REQUIREMENTS – How many of the lines below contain the word "blue"? Reply with the number alone.

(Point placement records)
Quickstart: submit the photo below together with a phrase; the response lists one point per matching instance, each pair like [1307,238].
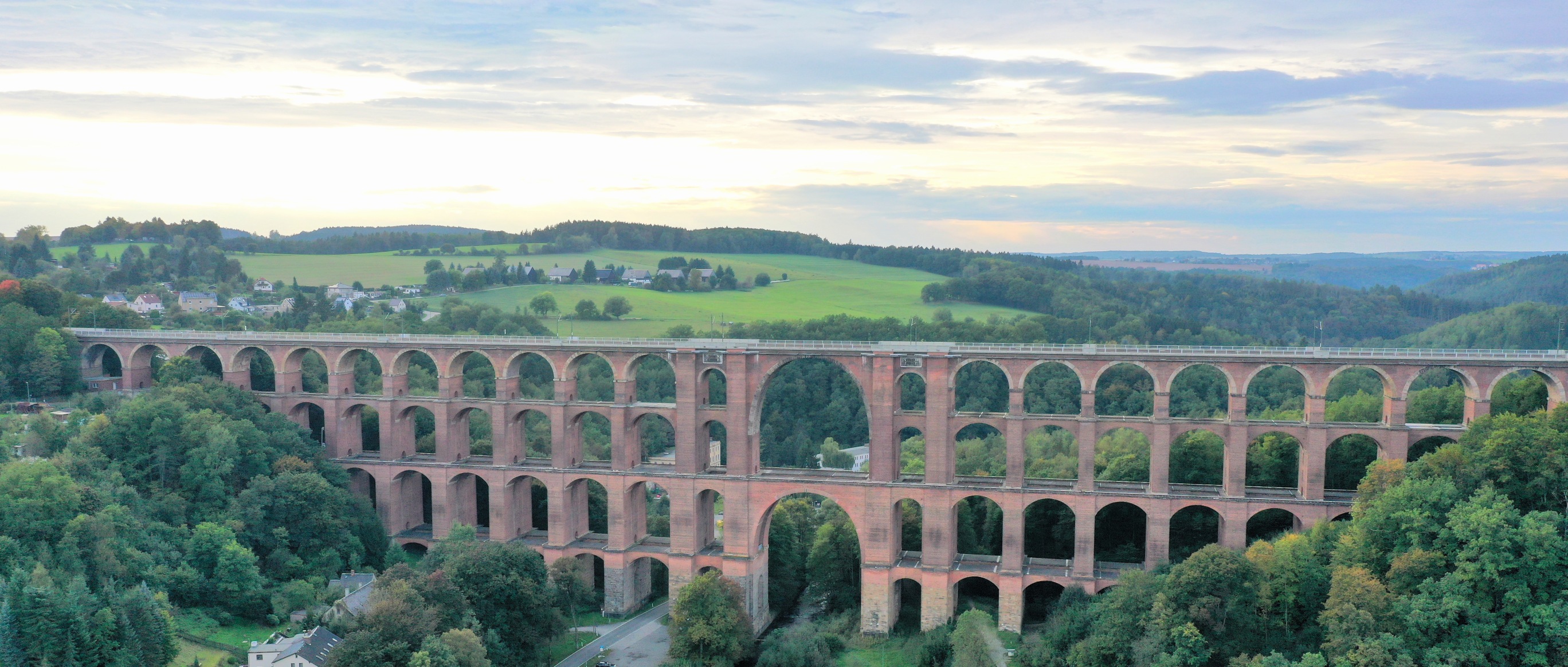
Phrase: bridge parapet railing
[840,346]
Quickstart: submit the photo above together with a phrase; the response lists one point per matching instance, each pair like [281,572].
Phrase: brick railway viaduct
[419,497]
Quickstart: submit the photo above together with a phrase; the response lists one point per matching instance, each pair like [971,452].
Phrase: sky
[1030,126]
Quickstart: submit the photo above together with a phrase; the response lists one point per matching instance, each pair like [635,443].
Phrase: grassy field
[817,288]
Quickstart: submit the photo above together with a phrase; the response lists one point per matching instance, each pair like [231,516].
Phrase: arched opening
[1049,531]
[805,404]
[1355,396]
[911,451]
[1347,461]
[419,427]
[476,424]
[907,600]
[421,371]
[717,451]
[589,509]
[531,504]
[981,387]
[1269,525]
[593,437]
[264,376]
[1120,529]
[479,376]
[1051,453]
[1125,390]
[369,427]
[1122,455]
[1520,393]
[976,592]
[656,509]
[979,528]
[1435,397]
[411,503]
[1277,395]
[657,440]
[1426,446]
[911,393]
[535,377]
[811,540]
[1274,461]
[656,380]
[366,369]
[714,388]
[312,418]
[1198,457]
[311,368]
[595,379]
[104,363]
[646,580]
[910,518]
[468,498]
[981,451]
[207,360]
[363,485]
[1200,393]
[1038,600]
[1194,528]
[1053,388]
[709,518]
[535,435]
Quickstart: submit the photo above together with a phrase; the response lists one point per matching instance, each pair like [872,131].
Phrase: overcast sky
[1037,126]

---

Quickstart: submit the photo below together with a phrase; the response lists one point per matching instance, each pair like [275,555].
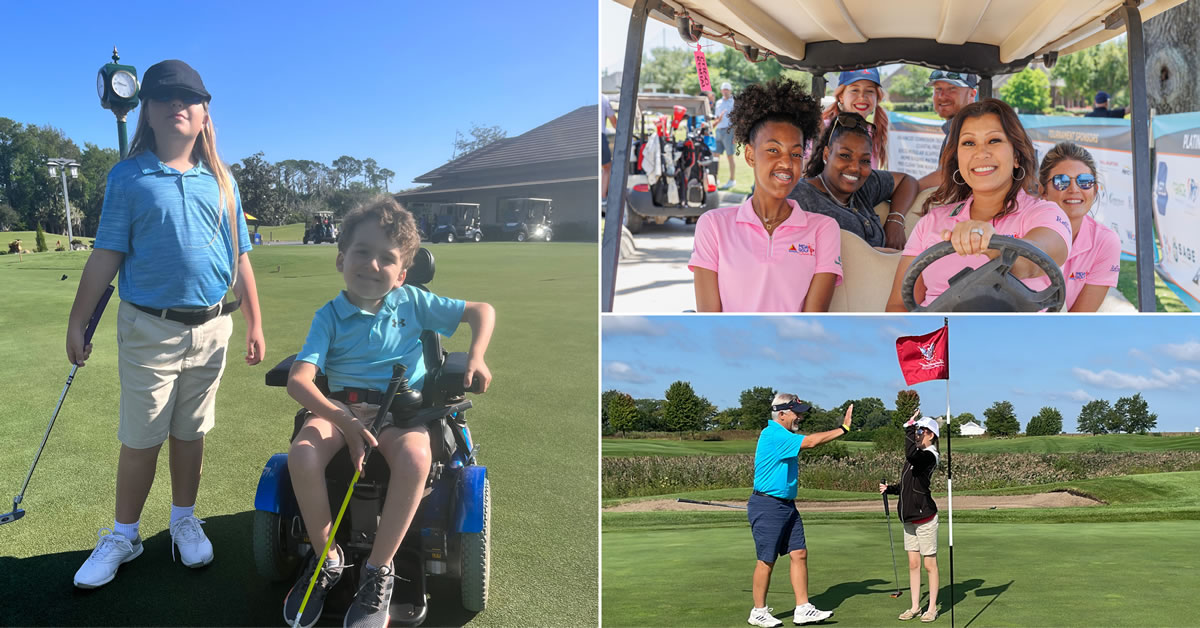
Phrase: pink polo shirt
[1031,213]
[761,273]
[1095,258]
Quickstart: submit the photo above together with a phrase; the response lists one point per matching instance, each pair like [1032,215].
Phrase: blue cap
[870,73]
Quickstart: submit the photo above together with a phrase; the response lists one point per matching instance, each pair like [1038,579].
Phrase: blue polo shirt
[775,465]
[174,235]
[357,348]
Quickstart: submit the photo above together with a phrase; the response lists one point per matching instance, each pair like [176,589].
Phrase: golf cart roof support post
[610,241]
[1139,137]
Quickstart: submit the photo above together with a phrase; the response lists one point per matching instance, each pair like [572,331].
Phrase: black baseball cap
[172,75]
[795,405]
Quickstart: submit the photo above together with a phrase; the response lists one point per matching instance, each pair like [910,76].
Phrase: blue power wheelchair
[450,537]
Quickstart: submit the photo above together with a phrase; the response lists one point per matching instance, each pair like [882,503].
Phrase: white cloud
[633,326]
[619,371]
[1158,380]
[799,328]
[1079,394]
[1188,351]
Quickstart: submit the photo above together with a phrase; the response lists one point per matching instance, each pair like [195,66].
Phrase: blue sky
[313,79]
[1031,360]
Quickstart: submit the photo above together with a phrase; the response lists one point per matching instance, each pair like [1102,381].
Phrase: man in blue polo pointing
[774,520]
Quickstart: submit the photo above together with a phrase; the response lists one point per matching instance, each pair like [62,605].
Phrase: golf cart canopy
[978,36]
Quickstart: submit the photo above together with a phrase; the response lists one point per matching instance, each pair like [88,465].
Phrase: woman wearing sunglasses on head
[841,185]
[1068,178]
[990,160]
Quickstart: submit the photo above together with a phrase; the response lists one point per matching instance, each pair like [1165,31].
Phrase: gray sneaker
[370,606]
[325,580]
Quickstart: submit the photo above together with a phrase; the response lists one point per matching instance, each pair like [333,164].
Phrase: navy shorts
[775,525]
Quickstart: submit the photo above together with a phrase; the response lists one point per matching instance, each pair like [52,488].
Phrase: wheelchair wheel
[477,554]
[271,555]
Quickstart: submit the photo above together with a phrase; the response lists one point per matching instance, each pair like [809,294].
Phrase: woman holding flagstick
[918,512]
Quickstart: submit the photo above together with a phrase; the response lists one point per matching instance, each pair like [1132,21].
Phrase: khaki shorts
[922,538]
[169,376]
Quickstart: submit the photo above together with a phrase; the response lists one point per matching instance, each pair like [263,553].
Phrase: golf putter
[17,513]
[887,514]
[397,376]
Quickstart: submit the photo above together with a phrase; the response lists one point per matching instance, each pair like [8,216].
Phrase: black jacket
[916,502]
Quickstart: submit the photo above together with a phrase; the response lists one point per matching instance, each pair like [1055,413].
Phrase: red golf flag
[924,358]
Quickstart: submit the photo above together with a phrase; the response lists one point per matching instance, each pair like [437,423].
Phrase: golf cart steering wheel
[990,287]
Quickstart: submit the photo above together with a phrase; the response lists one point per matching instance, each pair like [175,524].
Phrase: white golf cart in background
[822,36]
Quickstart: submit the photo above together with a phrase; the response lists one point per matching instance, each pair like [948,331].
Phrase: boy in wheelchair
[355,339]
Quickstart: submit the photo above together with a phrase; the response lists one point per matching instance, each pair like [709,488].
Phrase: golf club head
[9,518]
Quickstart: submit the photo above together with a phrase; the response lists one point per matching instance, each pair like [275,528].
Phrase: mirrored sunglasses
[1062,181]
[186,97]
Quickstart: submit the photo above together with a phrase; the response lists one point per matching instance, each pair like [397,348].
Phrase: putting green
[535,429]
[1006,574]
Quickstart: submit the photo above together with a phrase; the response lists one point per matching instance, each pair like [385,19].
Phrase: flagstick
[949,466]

COMPLETE OUTPUT – 5